**Goal:** Please revise the rows below by changing every "Objective" to "Goal" and leaving the rest untouched.
══════
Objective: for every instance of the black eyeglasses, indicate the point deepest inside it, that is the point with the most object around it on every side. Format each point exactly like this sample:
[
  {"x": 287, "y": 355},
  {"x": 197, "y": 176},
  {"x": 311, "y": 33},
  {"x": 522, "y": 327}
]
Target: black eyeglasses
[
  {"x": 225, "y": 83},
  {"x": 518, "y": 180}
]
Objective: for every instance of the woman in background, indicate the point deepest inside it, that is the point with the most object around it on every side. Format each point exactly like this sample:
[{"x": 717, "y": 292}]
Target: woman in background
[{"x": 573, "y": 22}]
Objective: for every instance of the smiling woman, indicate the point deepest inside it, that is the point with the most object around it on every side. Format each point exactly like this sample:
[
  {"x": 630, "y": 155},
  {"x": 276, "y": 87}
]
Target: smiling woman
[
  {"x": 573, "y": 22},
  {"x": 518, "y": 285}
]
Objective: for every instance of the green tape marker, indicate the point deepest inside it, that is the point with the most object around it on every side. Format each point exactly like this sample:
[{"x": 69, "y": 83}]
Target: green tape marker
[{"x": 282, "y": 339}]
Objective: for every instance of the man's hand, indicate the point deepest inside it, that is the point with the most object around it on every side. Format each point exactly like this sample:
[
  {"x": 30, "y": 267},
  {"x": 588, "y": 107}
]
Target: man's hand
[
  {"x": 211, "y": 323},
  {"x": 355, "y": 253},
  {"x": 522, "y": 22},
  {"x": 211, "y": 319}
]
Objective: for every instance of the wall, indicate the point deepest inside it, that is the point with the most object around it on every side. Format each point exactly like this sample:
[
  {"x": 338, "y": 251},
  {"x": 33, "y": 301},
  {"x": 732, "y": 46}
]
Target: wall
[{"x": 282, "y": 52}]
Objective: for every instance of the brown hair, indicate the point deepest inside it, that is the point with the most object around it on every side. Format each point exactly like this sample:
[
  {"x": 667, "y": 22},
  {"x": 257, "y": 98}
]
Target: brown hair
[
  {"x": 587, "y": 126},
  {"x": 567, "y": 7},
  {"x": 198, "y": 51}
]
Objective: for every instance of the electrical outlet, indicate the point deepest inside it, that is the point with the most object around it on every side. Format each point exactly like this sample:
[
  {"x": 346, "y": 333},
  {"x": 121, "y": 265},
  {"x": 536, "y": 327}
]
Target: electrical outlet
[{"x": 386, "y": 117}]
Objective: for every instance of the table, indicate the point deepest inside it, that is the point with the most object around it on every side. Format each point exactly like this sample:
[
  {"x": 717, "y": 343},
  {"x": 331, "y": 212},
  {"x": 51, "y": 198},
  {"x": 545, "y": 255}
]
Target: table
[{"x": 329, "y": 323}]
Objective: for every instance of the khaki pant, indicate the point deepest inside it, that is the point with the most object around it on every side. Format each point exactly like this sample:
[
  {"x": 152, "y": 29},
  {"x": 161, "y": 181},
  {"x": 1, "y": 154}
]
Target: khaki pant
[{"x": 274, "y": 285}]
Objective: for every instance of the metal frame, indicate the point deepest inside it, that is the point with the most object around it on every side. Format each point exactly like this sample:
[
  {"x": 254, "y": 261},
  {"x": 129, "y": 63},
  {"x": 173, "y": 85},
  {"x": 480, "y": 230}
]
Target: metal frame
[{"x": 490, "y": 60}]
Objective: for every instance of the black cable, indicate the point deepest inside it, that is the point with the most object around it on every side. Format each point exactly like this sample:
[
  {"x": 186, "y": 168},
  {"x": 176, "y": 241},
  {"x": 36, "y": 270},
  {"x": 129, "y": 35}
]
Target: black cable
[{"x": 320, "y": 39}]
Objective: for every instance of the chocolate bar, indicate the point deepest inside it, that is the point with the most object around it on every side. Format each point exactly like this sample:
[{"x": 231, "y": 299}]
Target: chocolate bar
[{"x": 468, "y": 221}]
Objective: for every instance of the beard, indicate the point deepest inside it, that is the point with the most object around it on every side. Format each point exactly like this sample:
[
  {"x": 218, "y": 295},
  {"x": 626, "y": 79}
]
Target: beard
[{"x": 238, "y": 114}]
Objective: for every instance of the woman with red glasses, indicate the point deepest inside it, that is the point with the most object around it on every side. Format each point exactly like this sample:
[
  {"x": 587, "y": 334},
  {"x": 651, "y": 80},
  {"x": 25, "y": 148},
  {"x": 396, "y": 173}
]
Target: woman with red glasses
══════
**Result for this exercise:**
Goal: for every instance of the black eyeglasses, indicate the point deepest inside it, that is the point with the most object around it on every side. Format each point exactly like this sample:
[
  {"x": 287, "y": 355},
  {"x": 197, "y": 176},
  {"x": 311, "y": 33},
  {"x": 522, "y": 327}
]
Target: black eyeglasses
[
  {"x": 225, "y": 83},
  {"x": 518, "y": 180}
]
Goal: for every instance of the woman in background, indicate the point deepest inside it, that is the point with the most object around it on every side. Format each point exactly like this sample:
[{"x": 717, "y": 292}]
Target: woman in background
[{"x": 573, "y": 22}]
Goal: for every instance of the smiling woman, indicate the point deepest inside it, that is the point with the most object around it on every side. Format each point exactly like this sample:
[
  {"x": 630, "y": 155},
  {"x": 276, "y": 87}
]
Target: smiling woman
[
  {"x": 573, "y": 22},
  {"x": 518, "y": 285}
]
Goal: for every instance of the green tape marker, indicate the point deepest inside it, that is the point with the most object around it on every side. Format each point exactly like this sample:
[{"x": 69, "y": 83}]
Target: green tape marker
[{"x": 282, "y": 339}]
Goal: for every instance of the man's hand, indicate the point deepest inside it, that is the point with the most object around it on every side. Format each point exactly like this sample:
[
  {"x": 30, "y": 267},
  {"x": 588, "y": 107}
]
Target: man's hand
[
  {"x": 211, "y": 323},
  {"x": 355, "y": 253},
  {"x": 522, "y": 22},
  {"x": 211, "y": 319}
]
Goal: for every instance of the wall, indicate the point deepest inside it, that is the point with the most object around it on every side. Format each point exactly like this sample:
[
  {"x": 338, "y": 251},
  {"x": 33, "y": 301},
  {"x": 732, "y": 46}
]
Target: wall
[{"x": 282, "y": 52}]
Goal: for every instance of the brown hair, indicate the point deepest inside it, that is the point with the most object around it on every side. Format each point exactly like this sample:
[
  {"x": 667, "y": 22},
  {"x": 257, "y": 98}
]
Target: brown hair
[
  {"x": 587, "y": 126},
  {"x": 567, "y": 7},
  {"x": 198, "y": 51}
]
Goal: for every instance of the electrical outlet, indicate the point deepest inside it, that is the point with the most object around it on every side. Format each point exactly like this sample:
[
  {"x": 346, "y": 333},
  {"x": 121, "y": 265},
  {"x": 536, "y": 327}
]
Target: electrical outlet
[{"x": 386, "y": 117}]
Goal: for every instance of the table, indicate the point deepest inside it, that is the point with the most object around it on every side. Format each point exactly like this sample:
[
  {"x": 717, "y": 343},
  {"x": 331, "y": 212},
  {"x": 51, "y": 198},
  {"x": 545, "y": 255}
]
Target: table
[{"x": 329, "y": 323}]
Goal: for every instance of the khaki pant, indicate the point deepest inside it, that is the point with the most object around it on every side. Format each point exactly like this sample:
[
  {"x": 152, "y": 29},
  {"x": 161, "y": 181},
  {"x": 1, "y": 154}
]
Target: khaki pant
[{"x": 274, "y": 285}]
Goal: for every instance of the metal frame, indicate the point deepest inside it, that is the point with the most object around it on every side. Format each point exactly like this sample:
[
  {"x": 254, "y": 261},
  {"x": 129, "y": 63},
  {"x": 173, "y": 85},
  {"x": 480, "y": 230}
]
Target: metal frame
[{"x": 490, "y": 60}]
Goal: for every instance of the black cable, indicate the point deepest inside it, that is the point with the most object around it on every side. Format each point exactly like this sample:
[
  {"x": 186, "y": 168},
  {"x": 176, "y": 241},
  {"x": 36, "y": 270},
  {"x": 129, "y": 35}
]
Target: black cable
[{"x": 320, "y": 39}]
Goal: for every instance of the chocolate bar, indicate the point deepest inside it, that is the point with the most object around it on every side. Format each point exactly like this sample:
[{"x": 231, "y": 299}]
Target: chocolate bar
[{"x": 468, "y": 221}]
Goal: for every instance of the beard, indicate the point deepest inside it, that is the point with the most object around it on every side. Format each point exactly like this sample:
[
  {"x": 218, "y": 295},
  {"x": 626, "y": 79}
]
Target: beard
[{"x": 238, "y": 114}]
Goal: for every instance of the woman with red glasses, indicate the point deepest inside it, that is the point with the most object around it on every side. Format each point exactly like this sample:
[
  {"x": 587, "y": 334},
  {"x": 651, "y": 80},
  {"x": 25, "y": 148},
  {"x": 396, "y": 173}
]
Target: woman with red glasses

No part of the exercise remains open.